§ **Required work**
Put the data, from its first line through the line that contains "172 103 L 172", into a JSON list of strings with one string per line, both ends included. Leave out any blank lines.
## BEGIN Stored rows
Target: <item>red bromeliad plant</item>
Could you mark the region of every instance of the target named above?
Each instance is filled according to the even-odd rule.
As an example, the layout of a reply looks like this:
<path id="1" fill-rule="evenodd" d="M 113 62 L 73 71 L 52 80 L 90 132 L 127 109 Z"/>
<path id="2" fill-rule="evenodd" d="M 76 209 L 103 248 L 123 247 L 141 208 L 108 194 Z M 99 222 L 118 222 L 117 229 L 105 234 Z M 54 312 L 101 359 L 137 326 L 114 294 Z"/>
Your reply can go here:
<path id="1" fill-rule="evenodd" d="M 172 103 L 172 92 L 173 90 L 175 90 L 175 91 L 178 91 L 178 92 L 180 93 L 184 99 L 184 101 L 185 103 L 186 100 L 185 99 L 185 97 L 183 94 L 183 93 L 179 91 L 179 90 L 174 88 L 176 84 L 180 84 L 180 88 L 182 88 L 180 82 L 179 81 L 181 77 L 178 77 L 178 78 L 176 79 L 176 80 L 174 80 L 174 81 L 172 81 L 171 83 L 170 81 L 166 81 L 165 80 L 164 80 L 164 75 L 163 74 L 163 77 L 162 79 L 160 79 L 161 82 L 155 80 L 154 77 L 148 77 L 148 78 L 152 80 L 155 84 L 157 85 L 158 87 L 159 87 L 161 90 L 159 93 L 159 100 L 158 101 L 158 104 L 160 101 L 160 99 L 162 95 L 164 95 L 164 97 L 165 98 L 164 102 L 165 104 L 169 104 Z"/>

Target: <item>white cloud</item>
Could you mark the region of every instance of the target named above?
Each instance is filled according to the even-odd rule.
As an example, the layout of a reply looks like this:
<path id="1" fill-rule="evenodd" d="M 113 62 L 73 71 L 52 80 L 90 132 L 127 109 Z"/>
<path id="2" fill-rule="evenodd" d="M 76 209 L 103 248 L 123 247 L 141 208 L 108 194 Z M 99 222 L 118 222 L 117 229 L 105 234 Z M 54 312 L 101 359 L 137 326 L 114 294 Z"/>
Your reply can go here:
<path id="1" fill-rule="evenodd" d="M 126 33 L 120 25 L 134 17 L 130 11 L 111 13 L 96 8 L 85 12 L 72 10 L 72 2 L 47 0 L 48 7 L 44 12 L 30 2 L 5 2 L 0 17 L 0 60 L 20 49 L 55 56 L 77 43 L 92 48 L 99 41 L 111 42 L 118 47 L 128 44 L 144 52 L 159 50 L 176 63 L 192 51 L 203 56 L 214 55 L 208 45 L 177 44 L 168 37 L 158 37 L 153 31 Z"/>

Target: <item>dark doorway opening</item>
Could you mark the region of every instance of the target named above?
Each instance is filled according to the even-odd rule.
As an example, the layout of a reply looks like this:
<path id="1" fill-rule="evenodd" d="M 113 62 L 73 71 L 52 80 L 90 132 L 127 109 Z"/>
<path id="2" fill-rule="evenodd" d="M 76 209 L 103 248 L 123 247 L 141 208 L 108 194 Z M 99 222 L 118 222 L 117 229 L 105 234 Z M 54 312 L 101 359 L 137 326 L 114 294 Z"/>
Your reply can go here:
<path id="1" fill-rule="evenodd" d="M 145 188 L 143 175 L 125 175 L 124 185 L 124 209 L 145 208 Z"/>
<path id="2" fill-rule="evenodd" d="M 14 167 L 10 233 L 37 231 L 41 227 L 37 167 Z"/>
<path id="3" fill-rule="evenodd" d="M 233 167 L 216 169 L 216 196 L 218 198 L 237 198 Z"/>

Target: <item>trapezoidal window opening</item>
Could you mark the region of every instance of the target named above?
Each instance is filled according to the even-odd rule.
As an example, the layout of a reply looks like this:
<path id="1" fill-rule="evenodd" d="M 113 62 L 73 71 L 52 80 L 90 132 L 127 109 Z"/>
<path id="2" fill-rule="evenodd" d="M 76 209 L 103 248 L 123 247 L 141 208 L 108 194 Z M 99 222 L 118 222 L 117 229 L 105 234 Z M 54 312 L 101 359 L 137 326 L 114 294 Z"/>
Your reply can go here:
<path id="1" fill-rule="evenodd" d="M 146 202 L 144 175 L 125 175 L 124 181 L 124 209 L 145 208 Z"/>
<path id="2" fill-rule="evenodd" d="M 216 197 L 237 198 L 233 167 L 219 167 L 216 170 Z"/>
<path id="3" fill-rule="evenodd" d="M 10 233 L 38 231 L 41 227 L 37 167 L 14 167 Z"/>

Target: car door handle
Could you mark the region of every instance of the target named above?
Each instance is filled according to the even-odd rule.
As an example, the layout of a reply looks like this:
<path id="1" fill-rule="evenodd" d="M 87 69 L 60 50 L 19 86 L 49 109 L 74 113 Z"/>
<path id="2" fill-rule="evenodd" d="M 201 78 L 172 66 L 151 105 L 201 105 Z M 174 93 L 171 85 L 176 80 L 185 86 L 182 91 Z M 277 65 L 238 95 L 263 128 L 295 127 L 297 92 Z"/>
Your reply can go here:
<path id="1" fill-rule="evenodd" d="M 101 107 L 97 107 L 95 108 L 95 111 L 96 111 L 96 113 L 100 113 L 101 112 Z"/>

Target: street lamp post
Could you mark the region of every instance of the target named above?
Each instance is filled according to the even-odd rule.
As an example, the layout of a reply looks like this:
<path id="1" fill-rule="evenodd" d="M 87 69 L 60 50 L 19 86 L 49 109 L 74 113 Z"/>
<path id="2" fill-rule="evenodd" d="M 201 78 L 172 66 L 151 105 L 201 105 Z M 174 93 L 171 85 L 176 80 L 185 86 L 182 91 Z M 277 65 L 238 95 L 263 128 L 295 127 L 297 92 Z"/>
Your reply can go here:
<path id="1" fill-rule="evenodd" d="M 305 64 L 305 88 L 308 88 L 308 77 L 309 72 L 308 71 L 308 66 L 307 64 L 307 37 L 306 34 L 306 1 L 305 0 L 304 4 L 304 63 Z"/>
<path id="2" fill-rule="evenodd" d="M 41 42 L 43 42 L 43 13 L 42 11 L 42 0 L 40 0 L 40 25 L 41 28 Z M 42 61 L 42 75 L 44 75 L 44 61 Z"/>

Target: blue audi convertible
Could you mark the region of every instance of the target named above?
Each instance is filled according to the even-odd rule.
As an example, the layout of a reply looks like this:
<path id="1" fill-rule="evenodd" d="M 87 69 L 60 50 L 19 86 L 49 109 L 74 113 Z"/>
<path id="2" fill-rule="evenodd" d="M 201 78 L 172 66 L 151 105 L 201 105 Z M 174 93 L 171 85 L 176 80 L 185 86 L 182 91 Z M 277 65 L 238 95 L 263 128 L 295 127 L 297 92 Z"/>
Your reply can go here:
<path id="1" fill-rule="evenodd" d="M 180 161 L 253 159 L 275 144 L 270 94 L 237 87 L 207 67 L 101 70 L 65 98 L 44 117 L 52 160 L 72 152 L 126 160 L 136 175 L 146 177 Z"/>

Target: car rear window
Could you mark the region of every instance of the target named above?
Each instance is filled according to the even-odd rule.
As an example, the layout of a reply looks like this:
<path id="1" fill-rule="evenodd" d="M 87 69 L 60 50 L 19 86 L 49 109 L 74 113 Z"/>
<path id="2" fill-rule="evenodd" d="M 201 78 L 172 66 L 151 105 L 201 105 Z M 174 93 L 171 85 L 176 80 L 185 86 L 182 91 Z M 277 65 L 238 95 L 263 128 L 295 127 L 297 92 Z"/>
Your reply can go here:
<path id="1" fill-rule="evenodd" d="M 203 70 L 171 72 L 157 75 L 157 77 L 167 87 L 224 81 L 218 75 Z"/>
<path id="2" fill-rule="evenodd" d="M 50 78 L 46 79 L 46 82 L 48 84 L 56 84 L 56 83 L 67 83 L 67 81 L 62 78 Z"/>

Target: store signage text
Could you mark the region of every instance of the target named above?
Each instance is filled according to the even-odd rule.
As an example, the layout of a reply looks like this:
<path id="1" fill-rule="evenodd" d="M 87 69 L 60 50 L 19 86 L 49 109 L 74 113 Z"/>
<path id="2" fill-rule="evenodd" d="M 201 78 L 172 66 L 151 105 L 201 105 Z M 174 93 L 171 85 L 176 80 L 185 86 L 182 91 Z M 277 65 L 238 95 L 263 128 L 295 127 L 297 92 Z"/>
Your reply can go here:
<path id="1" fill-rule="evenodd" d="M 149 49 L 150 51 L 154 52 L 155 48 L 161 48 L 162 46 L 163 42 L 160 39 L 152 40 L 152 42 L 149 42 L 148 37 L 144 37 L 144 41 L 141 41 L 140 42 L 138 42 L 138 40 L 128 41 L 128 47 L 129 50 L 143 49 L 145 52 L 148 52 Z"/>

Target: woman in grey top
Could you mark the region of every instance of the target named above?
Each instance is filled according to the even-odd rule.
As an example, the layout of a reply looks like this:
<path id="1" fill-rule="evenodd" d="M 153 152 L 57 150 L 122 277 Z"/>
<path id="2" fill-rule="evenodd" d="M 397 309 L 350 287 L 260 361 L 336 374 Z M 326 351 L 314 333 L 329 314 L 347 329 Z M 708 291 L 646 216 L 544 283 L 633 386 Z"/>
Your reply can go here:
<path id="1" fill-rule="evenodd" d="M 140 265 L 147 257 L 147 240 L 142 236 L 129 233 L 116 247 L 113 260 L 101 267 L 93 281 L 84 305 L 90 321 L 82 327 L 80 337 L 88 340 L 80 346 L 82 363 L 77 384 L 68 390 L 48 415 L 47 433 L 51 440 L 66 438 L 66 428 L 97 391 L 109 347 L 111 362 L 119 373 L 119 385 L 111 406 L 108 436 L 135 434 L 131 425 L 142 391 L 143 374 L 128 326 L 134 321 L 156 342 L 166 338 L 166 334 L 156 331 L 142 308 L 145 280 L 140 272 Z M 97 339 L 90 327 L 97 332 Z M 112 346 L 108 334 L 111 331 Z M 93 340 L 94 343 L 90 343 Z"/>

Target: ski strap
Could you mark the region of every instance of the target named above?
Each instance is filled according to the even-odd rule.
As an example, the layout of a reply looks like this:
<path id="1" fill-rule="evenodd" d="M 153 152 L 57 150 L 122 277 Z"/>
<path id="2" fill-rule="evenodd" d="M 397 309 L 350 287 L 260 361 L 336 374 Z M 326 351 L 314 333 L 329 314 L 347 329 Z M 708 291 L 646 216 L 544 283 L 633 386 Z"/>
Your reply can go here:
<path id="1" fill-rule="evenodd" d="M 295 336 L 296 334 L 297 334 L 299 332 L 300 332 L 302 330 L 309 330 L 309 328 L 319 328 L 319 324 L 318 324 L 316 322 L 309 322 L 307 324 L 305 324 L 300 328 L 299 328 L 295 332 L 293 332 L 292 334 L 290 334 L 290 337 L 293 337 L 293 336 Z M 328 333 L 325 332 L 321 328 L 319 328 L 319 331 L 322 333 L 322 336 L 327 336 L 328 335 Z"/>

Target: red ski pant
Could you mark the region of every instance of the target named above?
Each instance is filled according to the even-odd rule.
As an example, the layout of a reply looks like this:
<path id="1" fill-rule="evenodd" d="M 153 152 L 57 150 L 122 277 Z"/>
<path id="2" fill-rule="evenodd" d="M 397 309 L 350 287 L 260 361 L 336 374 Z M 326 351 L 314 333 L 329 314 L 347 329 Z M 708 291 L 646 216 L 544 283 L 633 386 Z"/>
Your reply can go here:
## END Stored rows
§ **The answer**
[
  "Target: <item>red bromeliad plant</item>",
  "Could you mark the region of every instance of the target named above?",
  "Each instance is filled according to the even-odd rule.",
  "As an example, the layout of a reply looks like this:",
  "<path id=\"1\" fill-rule=\"evenodd\" d=\"M 113 62 L 73 71 L 52 80 L 90 132 L 127 109 Z\"/>",
  "<path id=\"2\" fill-rule=\"evenodd\" d=\"M 76 209 L 103 248 L 123 247 L 141 208 L 108 194 Z M 99 222 L 118 222 L 117 229 L 105 234 Z M 54 312 L 101 359 L 137 326 L 114 294 Z\"/>",
  "Your reply can go here:",
  "<path id=\"1\" fill-rule=\"evenodd\" d=\"M 172 103 L 172 92 L 173 90 L 175 90 L 175 91 L 178 91 L 178 92 L 180 93 L 184 99 L 184 101 L 185 103 L 186 100 L 185 99 L 185 97 L 183 94 L 183 93 L 179 91 L 179 90 L 174 88 L 176 84 L 180 84 L 180 88 L 182 88 L 180 82 L 179 81 L 181 77 L 178 77 L 178 78 L 176 79 L 176 80 L 174 80 L 174 81 L 172 81 L 171 83 L 170 81 L 166 81 L 165 80 L 164 80 L 164 75 L 163 74 L 163 77 L 162 79 L 160 79 L 161 82 L 155 80 L 154 77 L 148 77 L 148 78 L 152 80 L 155 84 L 157 85 L 158 87 L 159 87 L 161 90 L 159 93 L 159 100 L 158 101 L 158 104 L 160 101 L 160 99 L 162 95 L 164 95 L 164 97 L 165 98 L 164 102 L 165 104 L 169 104 Z\"/>"
]